Records from a collection:

•••••

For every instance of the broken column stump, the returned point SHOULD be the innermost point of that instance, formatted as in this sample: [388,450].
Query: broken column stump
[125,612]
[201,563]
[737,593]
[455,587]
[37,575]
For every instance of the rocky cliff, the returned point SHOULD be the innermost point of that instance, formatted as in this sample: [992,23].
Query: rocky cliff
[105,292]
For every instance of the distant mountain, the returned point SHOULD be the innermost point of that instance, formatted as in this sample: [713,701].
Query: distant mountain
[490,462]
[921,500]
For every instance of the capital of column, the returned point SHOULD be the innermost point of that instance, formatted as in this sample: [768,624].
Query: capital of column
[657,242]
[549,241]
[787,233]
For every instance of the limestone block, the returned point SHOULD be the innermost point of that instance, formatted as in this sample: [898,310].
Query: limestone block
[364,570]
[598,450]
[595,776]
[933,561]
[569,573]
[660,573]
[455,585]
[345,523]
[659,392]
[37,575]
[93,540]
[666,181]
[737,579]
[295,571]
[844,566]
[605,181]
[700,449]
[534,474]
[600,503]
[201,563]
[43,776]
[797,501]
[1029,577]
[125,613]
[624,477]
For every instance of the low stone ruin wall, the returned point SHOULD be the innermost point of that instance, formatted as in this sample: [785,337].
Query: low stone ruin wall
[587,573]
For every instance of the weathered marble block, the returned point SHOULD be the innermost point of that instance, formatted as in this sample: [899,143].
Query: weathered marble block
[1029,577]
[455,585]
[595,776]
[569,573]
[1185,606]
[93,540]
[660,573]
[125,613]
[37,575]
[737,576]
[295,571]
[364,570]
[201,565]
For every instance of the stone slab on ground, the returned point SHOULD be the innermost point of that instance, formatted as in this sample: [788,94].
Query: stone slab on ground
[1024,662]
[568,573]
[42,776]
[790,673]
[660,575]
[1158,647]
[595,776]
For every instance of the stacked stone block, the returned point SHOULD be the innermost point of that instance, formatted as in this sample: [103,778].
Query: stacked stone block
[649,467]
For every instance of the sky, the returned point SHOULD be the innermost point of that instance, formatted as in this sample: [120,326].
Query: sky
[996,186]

•••••

#### TO DO:
Rename "distant mountain" to "far-off mountain" everywhere in the rows above and give them back with nothing else changed.

#### SOLUTION TO THE EXERCISE:
For every instance of the broken column stump, the returned point SHOULD be the innermost point of that instance, formatted as in this sample: [388,450].
Query: broken column stump
[125,612]
[201,563]
[737,593]
[455,587]
[37,575]
For every instance of the rocky cliff, the returned point SHOULD be the innermost point of that instance, formatted as in this sample: [992,23].
Query: rocky cliff
[105,292]
For every instance of the far-off mountain, the returned point SHOULD be the innermost point of that instance, formatted as in this sample: [713,701].
Query: far-off mountain
[490,462]
[921,500]
For every instance of the capital of column, the returned point SHOULD be the innermost point of that instance, formatted as in this sample: [768,624].
Query: capital of column
[657,242]
[549,241]
[787,233]
For every instance of the limestone block, the returned point SHOULD be the innermost point of that instance, formatted as in this sample: [898,310].
Query: limestone block
[364,570]
[598,450]
[595,776]
[933,561]
[569,573]
[660,573]
[455,585]
[345,523]
[659,392]
[37,575]
[93,540]
[666,181]
[737,579]
[295,571]
[844,566]
[605,181]
[700,449]
[534,474]
[600,503]
[201,563]
[43,776]
[797,501]
[1029,577]
[125,613]
[624,477]
For every instance of the low stone ruin wall, the returned point SHOULD be the innermost point of that instance, formatted as in this sample: [785,337].
Query: low stone ruin wall
[587,573]
For every instance of the weathered marble block, the returned point SHOULD be the innermost point of that instance, formatted as in this sample: [899,143].
Query: weathered marble block
[1029,577]
[455,585]
[595,776]
[569,573]
[1185,606]
[93,540]
[660,573]
[125,613]
[37,575]
[737,576]
[295,571]
[364,570]
[201,565]
For every instance of the stone slab on ground, the returned point SHOULD be the innermost point of that instance, formatted as in this sample: [788,94].
Query: stone slab on ground
[1024,662]
[568,573]
[42,776]
[790,673]
[660,575]
[1158,647]
[595,776]
For every instance of the stacked stone block, the returned point SHOULD be the innermost point of that instance, formatted as in this sample: [103,778].
Query: stacked stone block
[649,467]
For every instance of the sky, the returned point SHOULD be the innermost point of that instance, formatted as in this sample: [120,326].
Query: sky
[996,186]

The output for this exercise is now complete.